WORK TO BE COMPLETED
Go over the lines below, and when one contains the word "query", copy it.

[Dataset entries]
"""

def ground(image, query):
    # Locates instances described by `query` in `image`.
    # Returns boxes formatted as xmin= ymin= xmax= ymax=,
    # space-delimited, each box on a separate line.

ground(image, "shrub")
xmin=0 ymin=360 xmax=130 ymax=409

"""

RESPONSE TO THE TASK
def ground(image, query):
    # Locates instances described by `query` in `image`.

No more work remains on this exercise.